=== Exercise ===
Report how many lines of the following entries include the string "water"; respond with the number alone.

=== Exercise inputs ===
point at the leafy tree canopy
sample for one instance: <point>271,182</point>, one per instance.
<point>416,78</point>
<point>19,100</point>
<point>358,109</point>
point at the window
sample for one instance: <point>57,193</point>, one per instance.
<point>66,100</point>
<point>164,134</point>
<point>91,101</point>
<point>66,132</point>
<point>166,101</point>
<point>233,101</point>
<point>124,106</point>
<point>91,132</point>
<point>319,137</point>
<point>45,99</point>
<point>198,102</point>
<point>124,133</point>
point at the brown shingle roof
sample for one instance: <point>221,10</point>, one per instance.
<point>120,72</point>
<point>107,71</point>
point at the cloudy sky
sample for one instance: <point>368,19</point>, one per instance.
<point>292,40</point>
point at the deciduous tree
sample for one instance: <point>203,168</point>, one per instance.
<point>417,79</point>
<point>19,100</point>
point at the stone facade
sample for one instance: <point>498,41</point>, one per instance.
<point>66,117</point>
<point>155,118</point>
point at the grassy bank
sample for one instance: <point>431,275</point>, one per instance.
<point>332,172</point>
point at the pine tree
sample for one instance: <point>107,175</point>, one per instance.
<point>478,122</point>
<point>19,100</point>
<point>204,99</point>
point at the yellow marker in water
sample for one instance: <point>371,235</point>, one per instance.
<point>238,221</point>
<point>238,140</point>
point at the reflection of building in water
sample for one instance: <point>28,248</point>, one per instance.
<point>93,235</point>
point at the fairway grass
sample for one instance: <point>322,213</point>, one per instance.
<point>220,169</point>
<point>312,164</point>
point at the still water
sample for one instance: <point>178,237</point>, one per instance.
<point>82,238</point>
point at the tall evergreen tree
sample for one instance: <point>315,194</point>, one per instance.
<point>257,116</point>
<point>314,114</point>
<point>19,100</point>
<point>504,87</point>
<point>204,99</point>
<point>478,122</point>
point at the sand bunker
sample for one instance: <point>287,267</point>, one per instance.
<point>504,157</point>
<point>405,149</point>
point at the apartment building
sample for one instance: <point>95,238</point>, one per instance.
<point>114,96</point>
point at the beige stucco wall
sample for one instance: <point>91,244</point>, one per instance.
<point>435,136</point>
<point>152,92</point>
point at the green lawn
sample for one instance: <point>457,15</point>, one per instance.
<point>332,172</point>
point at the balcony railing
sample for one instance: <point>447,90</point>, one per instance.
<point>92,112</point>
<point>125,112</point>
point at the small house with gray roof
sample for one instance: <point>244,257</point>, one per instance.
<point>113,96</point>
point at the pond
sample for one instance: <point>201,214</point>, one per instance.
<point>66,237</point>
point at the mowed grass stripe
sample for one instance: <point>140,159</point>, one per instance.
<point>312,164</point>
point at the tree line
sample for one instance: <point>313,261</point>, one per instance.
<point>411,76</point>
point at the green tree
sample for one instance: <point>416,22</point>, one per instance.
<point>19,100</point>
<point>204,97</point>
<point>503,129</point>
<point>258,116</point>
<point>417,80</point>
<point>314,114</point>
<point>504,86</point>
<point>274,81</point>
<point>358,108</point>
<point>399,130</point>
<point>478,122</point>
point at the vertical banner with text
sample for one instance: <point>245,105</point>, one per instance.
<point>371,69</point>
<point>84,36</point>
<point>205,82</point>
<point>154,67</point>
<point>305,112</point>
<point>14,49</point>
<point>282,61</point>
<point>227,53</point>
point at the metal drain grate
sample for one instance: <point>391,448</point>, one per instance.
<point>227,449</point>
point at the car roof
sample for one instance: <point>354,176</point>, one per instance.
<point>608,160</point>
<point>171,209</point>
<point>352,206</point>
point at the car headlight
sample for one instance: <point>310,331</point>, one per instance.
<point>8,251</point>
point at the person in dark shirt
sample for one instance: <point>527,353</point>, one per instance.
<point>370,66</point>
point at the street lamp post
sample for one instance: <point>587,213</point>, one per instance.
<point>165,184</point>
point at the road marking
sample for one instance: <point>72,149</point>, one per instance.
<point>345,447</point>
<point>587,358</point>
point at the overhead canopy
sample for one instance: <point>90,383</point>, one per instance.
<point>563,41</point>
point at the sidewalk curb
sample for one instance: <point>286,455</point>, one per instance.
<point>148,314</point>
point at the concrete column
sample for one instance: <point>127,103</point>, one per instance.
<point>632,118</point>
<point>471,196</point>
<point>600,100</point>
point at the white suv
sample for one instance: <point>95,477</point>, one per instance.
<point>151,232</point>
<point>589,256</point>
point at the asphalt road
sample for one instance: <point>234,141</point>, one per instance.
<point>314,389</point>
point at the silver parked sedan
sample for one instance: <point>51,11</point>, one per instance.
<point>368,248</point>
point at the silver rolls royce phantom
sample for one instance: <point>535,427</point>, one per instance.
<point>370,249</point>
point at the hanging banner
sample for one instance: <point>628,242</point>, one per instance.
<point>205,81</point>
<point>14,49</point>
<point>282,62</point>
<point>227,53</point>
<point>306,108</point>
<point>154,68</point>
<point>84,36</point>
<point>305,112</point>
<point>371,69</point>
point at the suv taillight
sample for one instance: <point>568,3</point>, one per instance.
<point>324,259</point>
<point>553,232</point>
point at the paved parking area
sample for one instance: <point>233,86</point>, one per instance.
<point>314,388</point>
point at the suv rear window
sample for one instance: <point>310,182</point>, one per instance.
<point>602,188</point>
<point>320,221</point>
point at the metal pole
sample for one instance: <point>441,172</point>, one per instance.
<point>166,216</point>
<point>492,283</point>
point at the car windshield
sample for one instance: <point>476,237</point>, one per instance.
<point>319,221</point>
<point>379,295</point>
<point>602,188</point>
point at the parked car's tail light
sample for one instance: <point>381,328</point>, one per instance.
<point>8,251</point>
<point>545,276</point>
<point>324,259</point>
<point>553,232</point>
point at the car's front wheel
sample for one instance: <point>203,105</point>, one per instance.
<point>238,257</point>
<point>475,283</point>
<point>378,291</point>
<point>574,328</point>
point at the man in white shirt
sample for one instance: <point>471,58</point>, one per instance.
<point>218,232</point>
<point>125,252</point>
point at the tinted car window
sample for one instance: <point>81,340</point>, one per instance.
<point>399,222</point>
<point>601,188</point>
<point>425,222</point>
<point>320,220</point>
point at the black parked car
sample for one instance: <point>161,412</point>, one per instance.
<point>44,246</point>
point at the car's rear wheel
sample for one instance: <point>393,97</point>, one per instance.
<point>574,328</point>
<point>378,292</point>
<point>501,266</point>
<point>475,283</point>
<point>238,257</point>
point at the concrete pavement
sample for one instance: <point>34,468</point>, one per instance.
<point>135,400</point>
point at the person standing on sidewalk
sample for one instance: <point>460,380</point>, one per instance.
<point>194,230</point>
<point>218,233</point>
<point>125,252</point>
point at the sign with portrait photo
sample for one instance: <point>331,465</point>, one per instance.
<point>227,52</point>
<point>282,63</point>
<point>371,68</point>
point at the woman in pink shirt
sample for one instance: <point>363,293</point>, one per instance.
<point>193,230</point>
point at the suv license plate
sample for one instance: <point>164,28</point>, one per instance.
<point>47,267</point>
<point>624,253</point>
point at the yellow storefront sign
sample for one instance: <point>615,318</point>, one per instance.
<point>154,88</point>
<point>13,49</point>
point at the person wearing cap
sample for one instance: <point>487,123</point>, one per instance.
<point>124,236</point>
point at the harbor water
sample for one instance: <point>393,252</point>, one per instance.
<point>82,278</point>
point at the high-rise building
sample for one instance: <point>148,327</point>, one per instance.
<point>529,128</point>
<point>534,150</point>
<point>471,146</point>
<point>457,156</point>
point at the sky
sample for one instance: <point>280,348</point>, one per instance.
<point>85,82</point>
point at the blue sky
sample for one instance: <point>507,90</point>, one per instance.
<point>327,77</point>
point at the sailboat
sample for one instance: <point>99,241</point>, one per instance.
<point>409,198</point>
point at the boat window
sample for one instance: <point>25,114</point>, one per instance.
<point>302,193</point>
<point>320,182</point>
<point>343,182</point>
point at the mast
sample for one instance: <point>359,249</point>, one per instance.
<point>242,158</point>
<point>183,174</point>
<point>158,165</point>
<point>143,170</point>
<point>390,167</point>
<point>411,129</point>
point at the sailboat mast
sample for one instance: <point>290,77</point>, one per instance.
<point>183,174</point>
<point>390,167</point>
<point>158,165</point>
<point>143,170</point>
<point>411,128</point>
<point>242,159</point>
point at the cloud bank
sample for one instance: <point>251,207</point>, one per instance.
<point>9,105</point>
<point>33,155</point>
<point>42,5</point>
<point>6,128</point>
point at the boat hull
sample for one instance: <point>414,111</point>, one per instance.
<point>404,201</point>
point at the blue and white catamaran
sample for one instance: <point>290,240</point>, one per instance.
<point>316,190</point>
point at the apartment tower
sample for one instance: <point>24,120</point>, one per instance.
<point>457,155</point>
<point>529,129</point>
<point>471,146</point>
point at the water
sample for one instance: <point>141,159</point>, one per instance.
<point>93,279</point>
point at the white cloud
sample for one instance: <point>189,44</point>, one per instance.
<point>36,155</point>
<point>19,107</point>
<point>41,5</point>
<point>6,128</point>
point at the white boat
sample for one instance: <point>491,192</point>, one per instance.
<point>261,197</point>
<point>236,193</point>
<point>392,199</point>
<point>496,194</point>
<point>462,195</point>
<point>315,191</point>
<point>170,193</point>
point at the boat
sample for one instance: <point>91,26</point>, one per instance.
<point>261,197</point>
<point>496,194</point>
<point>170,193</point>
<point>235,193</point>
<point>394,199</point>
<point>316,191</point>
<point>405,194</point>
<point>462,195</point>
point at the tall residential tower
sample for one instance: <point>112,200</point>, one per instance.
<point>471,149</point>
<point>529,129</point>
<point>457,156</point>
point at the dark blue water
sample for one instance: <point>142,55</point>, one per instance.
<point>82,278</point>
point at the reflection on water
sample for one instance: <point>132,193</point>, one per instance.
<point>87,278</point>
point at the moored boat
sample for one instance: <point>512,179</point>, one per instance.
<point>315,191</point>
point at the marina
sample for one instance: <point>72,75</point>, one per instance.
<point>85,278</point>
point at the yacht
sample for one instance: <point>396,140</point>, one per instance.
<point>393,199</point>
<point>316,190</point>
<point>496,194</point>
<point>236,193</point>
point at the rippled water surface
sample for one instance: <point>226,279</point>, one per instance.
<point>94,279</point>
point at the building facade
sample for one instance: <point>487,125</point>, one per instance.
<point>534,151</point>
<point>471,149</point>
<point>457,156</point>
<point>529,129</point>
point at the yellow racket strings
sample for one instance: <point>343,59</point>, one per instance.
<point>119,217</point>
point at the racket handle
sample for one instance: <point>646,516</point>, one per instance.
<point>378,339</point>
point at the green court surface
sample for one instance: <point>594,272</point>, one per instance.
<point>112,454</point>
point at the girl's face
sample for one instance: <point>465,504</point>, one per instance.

=== Exercise output ===
8